- _Page_
* * * * *

COMMENT: CMIA policy paper on the EU ETS, MSR and Phase IV

Published 11:58 on August 28, 2015  /  Last updated at 13:13 on December 19, 2023  / Carbon Pulse /  Contributed Content, EMEA, EU ETS, Other Content

CMIA welcomes the improvement which the Market Stability Reserve has brought to the EU ETS ... However, we are disappointed that, even with the MSR in place, the amendment proposed by the Commission on 15 July 2015 will not fulfil several aspects of the mandate given by the Council in October 2014.

CMIA welcomes the improvement which the Market Stability Reserve has brought to the EU ETS. The MSR is the structural change which gives the ETS greater flexibility and responsiveness to handle extreme external shocks such as recession. Policymakers and legislators should be praised for piloting the legislation through speedily so that the MSR will be in place by 2019.

* * * * *

[Point placement records]

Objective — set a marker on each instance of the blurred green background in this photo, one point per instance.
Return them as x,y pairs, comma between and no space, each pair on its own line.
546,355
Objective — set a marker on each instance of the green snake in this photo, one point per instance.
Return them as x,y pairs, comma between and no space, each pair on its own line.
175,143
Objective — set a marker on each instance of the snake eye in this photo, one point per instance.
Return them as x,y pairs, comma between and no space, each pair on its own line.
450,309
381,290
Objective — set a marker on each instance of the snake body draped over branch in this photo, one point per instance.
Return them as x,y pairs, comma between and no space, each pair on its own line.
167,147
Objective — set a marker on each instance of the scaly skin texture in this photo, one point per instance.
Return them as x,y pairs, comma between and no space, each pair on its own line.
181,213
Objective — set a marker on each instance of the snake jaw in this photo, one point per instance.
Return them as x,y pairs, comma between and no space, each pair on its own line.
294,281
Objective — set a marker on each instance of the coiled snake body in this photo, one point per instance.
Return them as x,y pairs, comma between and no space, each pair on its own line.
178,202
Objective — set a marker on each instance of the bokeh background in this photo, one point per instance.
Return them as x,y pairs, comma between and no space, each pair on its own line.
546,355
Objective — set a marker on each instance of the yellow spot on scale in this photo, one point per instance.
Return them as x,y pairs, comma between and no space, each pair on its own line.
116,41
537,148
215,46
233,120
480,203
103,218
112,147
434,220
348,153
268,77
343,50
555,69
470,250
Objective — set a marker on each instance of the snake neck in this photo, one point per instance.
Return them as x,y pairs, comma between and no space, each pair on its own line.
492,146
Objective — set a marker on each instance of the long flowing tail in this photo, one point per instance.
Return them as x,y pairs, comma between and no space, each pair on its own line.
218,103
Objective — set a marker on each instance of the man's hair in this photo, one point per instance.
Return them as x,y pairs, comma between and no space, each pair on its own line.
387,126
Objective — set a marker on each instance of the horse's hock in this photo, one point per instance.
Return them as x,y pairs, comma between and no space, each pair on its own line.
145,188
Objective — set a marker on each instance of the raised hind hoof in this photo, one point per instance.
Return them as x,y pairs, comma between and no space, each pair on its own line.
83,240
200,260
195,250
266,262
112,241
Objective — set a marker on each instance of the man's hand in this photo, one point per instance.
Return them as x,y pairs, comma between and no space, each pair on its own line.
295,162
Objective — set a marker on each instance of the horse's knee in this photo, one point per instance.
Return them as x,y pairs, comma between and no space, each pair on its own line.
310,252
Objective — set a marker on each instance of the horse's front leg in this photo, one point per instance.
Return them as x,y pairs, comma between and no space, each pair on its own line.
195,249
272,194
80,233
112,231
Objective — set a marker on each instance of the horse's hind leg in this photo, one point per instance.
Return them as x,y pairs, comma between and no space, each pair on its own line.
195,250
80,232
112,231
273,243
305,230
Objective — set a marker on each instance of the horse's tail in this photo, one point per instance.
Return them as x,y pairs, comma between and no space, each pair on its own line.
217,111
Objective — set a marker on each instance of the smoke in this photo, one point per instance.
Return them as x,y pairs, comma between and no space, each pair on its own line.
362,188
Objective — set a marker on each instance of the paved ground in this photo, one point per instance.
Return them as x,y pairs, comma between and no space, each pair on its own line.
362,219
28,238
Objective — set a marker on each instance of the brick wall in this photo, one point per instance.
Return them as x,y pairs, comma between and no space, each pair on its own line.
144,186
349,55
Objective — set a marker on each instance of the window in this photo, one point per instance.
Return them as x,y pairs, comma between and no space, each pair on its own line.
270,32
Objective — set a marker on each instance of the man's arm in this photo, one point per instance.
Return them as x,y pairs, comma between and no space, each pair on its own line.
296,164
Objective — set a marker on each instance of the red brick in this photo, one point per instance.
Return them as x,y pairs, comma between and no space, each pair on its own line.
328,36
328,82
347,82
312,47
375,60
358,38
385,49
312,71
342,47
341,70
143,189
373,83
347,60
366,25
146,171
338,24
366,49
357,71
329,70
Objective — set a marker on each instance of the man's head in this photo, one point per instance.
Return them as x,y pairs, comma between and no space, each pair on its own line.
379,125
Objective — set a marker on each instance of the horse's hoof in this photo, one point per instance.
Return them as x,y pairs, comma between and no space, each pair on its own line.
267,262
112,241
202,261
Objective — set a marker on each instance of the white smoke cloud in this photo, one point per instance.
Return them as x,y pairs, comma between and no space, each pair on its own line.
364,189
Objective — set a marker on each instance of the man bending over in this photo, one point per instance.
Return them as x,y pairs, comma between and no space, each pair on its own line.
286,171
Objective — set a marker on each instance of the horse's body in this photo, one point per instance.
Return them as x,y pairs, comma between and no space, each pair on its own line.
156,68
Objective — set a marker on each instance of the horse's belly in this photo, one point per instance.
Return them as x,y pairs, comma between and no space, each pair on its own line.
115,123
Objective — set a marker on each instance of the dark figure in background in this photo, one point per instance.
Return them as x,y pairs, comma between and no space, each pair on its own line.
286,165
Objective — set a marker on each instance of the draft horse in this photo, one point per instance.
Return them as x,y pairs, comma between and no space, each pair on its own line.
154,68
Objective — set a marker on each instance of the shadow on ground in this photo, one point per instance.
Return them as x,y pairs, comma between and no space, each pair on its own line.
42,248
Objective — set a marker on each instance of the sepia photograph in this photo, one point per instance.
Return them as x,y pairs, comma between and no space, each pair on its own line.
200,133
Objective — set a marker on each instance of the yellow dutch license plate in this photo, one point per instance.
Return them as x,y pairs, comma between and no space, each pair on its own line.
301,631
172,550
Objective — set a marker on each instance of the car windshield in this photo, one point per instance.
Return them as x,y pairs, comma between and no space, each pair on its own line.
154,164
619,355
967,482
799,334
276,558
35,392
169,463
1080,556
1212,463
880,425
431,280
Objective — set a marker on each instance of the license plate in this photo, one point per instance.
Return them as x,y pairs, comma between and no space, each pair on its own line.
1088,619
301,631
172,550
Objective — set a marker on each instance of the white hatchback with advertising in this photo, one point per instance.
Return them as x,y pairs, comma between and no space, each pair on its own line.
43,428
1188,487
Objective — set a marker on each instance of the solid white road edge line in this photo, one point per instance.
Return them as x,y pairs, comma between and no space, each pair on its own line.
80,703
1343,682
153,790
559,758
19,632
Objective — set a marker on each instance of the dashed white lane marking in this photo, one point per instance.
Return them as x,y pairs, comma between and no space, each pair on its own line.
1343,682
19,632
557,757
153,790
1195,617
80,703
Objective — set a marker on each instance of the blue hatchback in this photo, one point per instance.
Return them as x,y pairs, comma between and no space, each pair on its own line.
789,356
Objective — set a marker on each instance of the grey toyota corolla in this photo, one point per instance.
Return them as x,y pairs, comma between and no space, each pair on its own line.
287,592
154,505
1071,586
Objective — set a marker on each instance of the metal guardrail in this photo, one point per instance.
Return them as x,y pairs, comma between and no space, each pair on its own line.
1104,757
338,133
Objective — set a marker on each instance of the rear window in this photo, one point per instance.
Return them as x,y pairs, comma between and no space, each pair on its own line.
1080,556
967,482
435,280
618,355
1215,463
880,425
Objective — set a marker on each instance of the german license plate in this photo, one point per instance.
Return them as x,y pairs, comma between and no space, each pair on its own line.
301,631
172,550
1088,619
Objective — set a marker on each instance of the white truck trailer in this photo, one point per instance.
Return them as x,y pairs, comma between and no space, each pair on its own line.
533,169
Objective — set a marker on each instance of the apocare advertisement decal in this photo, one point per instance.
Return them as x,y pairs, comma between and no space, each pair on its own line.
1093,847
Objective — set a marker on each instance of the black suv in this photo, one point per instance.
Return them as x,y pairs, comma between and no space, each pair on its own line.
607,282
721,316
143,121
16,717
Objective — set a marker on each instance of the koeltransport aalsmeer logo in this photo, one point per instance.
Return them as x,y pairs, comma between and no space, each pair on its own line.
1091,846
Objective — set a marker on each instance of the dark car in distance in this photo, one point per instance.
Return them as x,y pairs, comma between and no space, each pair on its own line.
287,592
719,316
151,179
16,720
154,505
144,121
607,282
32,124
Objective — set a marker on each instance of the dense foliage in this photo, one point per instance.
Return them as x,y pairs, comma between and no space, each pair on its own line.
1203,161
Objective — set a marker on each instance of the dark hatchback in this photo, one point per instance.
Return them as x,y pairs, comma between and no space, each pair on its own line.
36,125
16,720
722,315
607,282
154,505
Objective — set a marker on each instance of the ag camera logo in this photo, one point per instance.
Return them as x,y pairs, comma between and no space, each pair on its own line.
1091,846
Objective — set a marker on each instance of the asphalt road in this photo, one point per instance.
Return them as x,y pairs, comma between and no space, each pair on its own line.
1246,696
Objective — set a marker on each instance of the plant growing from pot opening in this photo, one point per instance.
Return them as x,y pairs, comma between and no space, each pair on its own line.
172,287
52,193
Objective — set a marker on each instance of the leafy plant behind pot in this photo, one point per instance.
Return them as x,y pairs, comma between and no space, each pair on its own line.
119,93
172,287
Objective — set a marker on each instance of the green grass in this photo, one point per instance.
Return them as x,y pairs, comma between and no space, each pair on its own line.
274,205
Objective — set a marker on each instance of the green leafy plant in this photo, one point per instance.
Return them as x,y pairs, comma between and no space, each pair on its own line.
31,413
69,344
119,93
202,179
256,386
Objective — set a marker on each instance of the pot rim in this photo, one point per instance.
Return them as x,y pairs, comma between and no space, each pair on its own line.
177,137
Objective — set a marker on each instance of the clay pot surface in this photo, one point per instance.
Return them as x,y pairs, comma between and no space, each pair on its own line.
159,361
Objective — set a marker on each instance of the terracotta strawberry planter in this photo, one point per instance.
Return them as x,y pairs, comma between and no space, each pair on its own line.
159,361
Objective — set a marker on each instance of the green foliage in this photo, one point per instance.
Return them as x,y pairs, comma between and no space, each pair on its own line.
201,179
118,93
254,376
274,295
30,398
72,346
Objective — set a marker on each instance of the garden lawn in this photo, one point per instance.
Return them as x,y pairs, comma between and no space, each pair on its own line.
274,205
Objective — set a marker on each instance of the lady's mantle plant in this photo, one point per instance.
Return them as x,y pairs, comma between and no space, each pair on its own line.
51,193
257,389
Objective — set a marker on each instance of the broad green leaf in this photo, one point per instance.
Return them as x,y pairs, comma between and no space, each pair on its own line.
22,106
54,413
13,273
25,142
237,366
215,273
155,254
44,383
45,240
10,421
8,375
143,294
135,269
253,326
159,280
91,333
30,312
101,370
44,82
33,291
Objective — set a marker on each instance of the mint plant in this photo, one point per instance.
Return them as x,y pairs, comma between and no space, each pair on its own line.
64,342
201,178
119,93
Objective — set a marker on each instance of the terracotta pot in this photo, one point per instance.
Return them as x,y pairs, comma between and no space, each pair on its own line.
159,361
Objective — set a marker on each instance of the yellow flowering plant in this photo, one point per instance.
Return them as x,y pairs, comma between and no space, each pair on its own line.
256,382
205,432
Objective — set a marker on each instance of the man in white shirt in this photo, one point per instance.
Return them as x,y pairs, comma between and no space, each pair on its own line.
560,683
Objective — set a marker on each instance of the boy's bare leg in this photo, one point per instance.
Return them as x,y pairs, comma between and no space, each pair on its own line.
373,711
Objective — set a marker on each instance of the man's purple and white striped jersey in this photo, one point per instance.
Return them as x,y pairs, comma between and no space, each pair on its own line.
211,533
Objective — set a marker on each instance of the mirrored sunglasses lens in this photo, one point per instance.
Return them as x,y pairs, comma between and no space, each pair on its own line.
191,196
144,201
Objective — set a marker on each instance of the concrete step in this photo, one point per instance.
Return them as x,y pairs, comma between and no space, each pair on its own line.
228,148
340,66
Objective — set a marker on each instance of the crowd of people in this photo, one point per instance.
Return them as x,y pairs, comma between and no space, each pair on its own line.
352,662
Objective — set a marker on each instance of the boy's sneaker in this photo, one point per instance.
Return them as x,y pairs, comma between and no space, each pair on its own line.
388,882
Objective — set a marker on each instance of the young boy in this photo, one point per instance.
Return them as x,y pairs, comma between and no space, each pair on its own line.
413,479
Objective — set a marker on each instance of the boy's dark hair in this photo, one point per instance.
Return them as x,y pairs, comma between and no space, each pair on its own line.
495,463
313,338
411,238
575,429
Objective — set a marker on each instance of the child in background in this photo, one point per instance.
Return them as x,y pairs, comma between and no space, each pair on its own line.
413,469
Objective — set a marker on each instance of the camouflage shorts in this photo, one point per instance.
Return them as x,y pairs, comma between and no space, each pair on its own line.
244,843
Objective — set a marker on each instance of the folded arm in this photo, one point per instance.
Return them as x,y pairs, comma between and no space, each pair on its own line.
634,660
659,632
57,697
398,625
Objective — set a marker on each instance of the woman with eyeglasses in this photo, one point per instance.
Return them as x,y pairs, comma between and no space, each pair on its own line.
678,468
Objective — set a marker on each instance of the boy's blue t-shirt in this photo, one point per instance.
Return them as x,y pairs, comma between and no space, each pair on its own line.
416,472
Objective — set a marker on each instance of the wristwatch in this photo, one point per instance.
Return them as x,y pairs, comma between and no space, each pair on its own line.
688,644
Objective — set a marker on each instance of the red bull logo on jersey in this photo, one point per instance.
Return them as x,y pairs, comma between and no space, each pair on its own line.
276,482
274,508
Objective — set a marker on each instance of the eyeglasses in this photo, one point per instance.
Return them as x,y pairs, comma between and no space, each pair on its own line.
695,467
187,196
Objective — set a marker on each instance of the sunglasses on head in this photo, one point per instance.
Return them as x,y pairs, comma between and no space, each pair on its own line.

* * * * *

- _Work to complete_
Repeat the EU ETS comment word for word, from "COMMENT: CMIA policy" up to and including "in October 2014.". The lines above are separate from the EU ETS comment and have no connection to it.

- _Written answer_
COMMENT: CMIA policy paper on the EU ETS, MSR and Phase IV

Published 11:58 on August 28, 2015  /  Last updated at 13:13 on December 19, 2023  / Carbon Pulse /  Contributed Content, EMEA, EU ETS, Other Content

CMIA welcomes the improvement which the Market Stability Reserve has brought to the EU ETS ... However, we are disappointed that, even with the MSR in place, the amendment proposed by the Commission on 15 July 2015 will not fulfil several aspects of the mandate given by the Council in October 2014.